Stand Your Ground, Be a Man. By Stanley Fish.
Stand Your Ground, Be a Man. By Stanley Fish. New York Times, July 22, 2013.
Fish:
The
Florida Stand Your Ground law is often characterized as an expansion of the
venerable “castle doctrine” — because a man’s home is his castle, he is
justified in repelling intruders with force if necessary — but, as many have
observed, it may be more accurate to see it as the return to the contemporary
American landscape of the “shoot first” ethic of the old west, at least as it
has been portrayed in dozens of movies.
The
opposite of standing your ground is to retreat, and in many states the rule
still is that if you are confronted outside your home and violent conflict
seems imminent you have a duty to retreat (provided that an avenue of retreat
is available) before resorting to deadly force. Stand Your Ground laws remove
that duty; your home is now any place you happen to be as long as you are there
lawfully. Wherever you are, you have the right to be there and no one has the
right to push you around.
In
fact, “stand your ground” is more than a declaration of a right; it is an
injunction — stand your ground, be a man. Retreating in order to avoid violence
is not the commendable act of a prudent man, but the act of a coward, of
someone who runs away. It is this aspect of the Stand Your Ground laws — their
implicit affirmation of a code of manliness — that links them to the novelistic
and filmic representations of the old west.
Recall
two iconic moments in the tradition. Early in Owen Wister’s 1902 novel “The
Virginian,” the hero is playing cards and one of the other players, Trampas by
name, says to him, “Your bet, you son of a ____.” The response is immediate —
“The Virginian’s pistol came out” — and the act is followed by words: “When you
call me that, smile.” That is, if you smile, I’ll know you don’t mean it, and
if I know that I’ll put my gun away. An observer explains to the narrator
what’s going on. “He has handed Trampas the choice to back down or draw his
steel,” or in other words to back down or stand his ground.
Trampas
backs down and is thereby the loser in the encounter. A loss more final is
suffered by “Stonewall Torrey,” a character in George Stevens’s “Shane” (1953)
played by Elisha Cook Jr. Torrey is making his way to a saloon on a muddy
street. Looming above him on the wooden porch is Jack Wilson (Jack Palance), a
professional gunfighter who menacingly follows — we might say stalks — the
nervous homesteader (“Where do you think you’re going?”) while serially
insulting his Southern heritage. Provoked, Torrey lashes out verbally: “You’re
a low-down lyin’ Yankee! ” “Prove it,” says Wilson, and when Torrey, in
obedience to the code of the west, draws, he kills him. Later, Shane takes over
Torrey’s role and when Wilson says “prove it,” Shane does, with fatal results.
Standing your ground is a good idea if you’re the fastest.
In
“Shane,” as in many westerns, the plot pits the forces of civilization,
represented by the agricultural activities of the homesteaders, against the
forces of, well, force, represented by the rancher Ryker, who is a law unto
himself. The conflict is emblematized, both physically and metonymically, by
the gun on one hand and women on the other. Marian, the wife of Joe Starrett
(played, respectively, by Jean Arthur and Van Heflin) exclaims that “we’d all
be better off if there wasn’t a single gun in this valley.” Of course if there
were no guns, there could be no shootings, no showdowns and no opportunity to
stand your ground. Manhood would have to be demonstrated in other ways, by
tilling the ground, raising a family, running a general store.

__INSTRUCTIONS__
**A.** According to the Stand Your Ground essay, what do Stand Your Ground laws remove?
**B.** Say whether each statement agrees with the Stand Your Ground essay, and quote the words that decide it. (i) "The Virginian" is a novel from 1902. (ii) Trampas draws his gun against the Virginian. (iii) Jean Arthur plays Marian in "Shane."

__MATERIAL SUPPLIED__
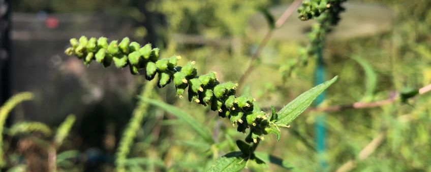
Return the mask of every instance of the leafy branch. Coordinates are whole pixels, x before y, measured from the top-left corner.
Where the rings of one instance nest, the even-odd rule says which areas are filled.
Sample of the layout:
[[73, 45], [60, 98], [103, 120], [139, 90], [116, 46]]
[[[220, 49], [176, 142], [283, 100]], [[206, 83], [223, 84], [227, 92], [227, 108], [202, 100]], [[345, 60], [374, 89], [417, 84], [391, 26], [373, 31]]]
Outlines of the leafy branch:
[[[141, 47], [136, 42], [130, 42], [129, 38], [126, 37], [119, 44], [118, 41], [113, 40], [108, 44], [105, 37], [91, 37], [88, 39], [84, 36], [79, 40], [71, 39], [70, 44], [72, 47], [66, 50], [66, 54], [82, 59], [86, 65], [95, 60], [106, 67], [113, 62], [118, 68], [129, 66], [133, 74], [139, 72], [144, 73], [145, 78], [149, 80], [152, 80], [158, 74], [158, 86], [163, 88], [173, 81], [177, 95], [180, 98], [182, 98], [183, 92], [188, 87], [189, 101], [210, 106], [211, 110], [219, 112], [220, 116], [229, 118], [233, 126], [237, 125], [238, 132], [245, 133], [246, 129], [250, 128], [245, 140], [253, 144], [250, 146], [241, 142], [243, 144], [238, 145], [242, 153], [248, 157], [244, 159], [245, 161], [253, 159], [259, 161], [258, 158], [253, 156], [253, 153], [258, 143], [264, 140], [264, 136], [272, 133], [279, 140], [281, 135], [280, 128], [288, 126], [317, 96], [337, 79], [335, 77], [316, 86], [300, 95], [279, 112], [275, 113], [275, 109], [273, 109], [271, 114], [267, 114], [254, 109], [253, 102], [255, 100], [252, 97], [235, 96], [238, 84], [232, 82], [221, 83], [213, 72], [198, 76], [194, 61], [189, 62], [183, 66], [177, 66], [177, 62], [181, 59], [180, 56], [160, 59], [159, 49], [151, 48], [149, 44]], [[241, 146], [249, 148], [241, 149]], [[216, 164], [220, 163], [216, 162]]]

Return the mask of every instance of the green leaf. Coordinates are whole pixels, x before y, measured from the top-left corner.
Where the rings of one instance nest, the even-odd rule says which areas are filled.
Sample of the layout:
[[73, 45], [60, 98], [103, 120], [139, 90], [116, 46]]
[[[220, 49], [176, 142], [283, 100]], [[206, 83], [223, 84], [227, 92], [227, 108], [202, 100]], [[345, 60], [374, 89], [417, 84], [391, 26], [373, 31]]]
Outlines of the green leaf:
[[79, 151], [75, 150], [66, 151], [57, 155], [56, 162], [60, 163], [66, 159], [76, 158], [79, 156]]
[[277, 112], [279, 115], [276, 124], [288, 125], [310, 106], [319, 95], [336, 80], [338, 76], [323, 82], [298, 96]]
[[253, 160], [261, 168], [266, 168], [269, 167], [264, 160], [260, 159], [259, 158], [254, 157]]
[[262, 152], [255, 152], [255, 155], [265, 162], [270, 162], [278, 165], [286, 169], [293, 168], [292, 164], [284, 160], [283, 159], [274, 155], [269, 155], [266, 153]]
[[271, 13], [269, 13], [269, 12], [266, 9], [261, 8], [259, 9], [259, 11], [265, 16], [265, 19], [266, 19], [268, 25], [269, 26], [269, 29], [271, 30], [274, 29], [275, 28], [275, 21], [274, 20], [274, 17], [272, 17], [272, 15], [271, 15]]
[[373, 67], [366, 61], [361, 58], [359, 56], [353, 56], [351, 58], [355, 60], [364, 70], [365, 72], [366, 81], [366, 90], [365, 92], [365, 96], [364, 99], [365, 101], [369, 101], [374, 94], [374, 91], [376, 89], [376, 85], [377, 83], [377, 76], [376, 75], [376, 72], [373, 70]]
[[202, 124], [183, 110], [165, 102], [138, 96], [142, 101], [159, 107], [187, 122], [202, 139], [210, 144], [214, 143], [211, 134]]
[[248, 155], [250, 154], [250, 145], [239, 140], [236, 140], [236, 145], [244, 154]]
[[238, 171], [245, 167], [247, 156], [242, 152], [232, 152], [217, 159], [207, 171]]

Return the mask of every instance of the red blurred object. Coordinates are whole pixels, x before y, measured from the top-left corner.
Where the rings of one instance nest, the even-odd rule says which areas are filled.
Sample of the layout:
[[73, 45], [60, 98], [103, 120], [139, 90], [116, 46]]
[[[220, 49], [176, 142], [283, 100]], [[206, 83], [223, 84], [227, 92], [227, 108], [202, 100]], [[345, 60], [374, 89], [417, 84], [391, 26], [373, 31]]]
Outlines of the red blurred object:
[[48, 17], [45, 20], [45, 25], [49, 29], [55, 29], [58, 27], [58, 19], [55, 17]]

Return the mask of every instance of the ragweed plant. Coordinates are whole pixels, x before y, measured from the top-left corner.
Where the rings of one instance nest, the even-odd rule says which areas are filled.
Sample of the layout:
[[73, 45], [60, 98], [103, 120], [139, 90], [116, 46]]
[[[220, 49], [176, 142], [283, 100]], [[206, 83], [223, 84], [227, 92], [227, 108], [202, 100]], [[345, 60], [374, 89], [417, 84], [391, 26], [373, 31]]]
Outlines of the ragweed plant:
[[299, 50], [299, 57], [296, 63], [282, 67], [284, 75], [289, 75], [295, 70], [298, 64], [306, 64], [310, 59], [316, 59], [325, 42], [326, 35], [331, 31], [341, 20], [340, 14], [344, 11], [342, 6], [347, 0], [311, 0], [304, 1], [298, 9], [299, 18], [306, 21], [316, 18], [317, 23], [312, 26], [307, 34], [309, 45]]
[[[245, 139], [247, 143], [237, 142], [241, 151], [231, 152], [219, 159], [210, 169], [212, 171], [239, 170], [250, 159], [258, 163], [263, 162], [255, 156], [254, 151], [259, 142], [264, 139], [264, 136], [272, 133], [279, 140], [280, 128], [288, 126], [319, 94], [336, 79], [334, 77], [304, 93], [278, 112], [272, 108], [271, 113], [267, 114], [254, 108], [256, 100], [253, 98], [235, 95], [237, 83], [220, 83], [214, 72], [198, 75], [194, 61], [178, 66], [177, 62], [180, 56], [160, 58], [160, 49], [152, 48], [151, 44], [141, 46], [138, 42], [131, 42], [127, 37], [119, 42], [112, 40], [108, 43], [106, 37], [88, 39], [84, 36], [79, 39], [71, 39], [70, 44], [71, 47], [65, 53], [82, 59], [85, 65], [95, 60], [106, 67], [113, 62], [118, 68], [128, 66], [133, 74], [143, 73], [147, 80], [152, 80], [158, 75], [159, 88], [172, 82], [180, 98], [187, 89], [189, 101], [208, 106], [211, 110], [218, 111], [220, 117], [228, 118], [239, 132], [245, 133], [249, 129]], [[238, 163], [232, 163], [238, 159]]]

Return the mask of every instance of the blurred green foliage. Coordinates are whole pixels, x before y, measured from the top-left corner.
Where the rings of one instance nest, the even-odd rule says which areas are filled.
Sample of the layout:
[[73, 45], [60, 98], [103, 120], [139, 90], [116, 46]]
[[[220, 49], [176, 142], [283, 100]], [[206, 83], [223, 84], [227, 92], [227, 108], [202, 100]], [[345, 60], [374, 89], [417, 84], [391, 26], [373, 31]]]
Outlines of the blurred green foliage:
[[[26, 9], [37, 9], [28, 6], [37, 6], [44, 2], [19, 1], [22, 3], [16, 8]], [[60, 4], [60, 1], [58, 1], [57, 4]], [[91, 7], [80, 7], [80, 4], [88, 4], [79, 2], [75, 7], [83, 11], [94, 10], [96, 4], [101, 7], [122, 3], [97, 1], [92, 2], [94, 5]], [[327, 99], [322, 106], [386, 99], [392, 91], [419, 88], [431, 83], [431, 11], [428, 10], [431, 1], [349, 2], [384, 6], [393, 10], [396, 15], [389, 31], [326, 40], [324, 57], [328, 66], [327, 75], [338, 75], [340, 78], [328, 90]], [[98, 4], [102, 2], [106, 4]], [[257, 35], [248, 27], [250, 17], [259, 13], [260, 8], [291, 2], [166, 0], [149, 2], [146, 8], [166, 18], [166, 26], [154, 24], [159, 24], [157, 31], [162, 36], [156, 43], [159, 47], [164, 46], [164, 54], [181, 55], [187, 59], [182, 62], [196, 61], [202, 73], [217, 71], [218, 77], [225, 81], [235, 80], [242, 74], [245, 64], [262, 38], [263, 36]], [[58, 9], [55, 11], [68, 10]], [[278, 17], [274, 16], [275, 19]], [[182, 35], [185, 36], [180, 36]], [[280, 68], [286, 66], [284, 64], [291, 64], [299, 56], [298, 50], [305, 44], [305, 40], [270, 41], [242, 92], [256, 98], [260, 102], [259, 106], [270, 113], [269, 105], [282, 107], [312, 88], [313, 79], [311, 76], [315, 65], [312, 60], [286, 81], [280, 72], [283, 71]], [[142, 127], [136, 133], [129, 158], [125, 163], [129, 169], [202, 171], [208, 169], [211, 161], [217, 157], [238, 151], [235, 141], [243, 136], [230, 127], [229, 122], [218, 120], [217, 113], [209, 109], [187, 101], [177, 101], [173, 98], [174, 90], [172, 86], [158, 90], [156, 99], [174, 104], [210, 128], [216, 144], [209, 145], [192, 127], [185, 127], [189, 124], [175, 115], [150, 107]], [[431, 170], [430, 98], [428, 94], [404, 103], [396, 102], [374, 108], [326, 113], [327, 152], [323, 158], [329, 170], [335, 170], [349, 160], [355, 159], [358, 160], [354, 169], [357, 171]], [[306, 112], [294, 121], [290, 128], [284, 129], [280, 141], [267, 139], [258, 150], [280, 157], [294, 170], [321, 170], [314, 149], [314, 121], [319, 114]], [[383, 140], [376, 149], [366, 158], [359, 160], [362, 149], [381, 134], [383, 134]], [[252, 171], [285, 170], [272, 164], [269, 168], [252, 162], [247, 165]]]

__COMPLETED EXERCISE__
**A.** They remove the duty to retreat before resorting to deadly force when you are confronted outside your home and violent conflict seems imminent.

**B.**
(i) Yes: "Owen Wister’s 1902 novel “The Virginian,”"
(ii) No: "Trampas backs down and is thereby the loser in the encounter."
(iii) Yes: "Marian, the wife of Joe Starrett (played, respectively, by Jean Arthur and Van Heflin)"